> [What the task requires]
Output only these lines, set down exactly: the one containing "of the sheer" and each line after it through the end of the records.
====== Extracted information ======
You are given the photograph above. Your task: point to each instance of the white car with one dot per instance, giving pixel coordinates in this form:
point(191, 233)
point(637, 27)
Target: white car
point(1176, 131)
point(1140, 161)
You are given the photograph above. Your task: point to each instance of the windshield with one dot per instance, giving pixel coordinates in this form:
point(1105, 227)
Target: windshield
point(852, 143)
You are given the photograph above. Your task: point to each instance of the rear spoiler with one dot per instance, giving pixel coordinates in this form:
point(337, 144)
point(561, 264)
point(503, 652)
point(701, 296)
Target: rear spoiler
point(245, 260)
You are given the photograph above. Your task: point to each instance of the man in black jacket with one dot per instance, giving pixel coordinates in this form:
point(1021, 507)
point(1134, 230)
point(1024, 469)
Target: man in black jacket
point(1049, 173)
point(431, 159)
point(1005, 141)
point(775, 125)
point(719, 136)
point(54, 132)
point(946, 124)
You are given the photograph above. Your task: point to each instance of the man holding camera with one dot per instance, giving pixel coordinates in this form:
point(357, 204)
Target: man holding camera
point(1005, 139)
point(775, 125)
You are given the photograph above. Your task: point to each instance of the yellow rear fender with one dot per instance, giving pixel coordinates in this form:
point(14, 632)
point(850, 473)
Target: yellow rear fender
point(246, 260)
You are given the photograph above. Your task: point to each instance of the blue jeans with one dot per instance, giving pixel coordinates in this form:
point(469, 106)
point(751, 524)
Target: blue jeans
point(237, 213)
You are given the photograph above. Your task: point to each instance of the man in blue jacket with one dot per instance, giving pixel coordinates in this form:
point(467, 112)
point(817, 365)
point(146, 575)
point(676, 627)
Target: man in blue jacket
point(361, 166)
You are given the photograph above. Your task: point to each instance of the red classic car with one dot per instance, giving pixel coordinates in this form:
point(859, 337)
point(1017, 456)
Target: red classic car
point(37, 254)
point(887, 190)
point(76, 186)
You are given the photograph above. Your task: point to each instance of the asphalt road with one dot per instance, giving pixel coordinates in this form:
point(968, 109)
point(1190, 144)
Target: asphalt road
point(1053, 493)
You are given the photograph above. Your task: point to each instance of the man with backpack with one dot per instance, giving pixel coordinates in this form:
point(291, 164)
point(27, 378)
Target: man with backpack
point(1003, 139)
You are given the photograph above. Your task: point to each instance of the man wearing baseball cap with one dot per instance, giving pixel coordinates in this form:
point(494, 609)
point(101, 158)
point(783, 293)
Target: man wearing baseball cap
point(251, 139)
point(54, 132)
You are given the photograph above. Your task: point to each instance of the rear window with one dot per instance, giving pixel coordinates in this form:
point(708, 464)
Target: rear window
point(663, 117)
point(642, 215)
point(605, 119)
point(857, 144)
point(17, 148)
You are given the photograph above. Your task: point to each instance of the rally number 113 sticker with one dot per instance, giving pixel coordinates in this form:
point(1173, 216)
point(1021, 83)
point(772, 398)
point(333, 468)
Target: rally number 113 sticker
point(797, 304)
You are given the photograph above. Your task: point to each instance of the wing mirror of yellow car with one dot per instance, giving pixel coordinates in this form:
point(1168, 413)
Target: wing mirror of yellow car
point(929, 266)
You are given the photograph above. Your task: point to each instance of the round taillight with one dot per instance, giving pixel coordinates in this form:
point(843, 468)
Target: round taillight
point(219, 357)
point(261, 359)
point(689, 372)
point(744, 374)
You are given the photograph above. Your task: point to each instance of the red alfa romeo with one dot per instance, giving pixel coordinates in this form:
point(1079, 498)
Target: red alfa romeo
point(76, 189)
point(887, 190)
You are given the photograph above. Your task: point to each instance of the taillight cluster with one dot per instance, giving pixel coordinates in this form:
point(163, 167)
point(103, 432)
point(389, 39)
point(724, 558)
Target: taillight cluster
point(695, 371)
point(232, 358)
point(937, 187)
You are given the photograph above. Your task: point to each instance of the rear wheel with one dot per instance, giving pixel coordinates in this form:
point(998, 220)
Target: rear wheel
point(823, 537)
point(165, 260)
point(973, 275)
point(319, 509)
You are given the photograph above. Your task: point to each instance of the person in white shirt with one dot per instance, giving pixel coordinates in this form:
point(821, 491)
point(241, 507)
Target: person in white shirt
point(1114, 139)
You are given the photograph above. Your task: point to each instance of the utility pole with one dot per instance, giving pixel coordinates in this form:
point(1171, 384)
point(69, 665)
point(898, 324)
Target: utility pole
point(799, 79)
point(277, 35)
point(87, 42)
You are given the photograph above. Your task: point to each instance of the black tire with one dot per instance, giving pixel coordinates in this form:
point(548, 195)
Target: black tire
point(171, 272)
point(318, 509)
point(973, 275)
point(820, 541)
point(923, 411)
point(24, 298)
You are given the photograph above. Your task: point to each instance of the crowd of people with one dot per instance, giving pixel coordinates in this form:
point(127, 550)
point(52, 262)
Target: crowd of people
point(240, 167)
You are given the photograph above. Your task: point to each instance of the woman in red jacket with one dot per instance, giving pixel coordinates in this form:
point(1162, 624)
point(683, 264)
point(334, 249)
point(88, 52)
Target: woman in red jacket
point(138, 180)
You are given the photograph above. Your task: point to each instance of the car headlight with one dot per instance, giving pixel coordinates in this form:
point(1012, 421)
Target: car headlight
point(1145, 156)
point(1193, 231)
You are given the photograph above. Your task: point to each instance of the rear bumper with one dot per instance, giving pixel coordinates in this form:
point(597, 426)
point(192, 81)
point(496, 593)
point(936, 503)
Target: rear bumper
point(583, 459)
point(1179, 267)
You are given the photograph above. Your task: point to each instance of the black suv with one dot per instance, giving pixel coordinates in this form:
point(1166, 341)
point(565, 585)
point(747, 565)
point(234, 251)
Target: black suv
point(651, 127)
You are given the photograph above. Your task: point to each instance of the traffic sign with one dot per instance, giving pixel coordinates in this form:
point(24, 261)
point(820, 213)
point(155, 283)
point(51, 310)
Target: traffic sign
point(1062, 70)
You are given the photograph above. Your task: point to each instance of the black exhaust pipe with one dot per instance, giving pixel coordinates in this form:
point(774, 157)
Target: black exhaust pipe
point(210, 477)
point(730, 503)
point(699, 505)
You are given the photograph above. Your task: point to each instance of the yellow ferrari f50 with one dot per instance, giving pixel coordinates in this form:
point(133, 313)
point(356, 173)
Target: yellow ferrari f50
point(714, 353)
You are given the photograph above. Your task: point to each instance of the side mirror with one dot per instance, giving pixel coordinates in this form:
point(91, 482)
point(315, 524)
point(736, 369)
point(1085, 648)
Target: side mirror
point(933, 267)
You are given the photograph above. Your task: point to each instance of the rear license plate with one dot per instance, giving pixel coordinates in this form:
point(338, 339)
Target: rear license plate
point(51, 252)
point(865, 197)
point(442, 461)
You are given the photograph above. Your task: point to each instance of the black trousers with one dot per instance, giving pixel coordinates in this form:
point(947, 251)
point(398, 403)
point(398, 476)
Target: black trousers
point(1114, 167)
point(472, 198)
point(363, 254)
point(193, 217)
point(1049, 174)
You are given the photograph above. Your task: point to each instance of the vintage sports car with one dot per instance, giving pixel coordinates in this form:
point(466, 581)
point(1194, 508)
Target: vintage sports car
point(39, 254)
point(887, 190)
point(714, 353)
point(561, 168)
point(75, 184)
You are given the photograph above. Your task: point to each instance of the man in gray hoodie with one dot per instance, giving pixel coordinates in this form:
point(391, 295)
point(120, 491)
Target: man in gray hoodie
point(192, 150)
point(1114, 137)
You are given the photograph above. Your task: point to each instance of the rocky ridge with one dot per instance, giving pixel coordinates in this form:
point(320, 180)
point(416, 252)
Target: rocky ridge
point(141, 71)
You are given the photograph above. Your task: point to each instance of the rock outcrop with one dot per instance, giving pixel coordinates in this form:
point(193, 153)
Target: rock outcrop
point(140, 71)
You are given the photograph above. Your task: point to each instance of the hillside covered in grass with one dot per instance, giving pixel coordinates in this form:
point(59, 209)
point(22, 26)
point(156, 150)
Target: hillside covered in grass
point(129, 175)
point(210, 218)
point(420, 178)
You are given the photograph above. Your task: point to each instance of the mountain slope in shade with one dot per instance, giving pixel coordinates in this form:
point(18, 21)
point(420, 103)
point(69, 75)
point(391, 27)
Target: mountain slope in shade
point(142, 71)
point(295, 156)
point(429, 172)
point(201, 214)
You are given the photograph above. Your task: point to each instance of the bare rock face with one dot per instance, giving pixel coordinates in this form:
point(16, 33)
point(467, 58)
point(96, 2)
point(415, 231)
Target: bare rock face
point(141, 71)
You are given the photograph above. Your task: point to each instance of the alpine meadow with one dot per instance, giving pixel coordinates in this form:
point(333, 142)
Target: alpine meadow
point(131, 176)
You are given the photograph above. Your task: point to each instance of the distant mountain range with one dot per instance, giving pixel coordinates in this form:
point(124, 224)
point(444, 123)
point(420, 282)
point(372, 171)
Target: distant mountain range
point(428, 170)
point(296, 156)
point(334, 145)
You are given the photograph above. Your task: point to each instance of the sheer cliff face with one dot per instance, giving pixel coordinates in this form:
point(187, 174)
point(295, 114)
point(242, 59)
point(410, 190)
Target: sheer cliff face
======
> [Task result]
You are given the photograph above. Your task: point to each instance of the sheer cliff face with one dot per instance, giving pixel coordinates in this form:
point(187, 174)
point(295, 114)
point(242, 59)
point(410, 190)
Target: sheer cliff face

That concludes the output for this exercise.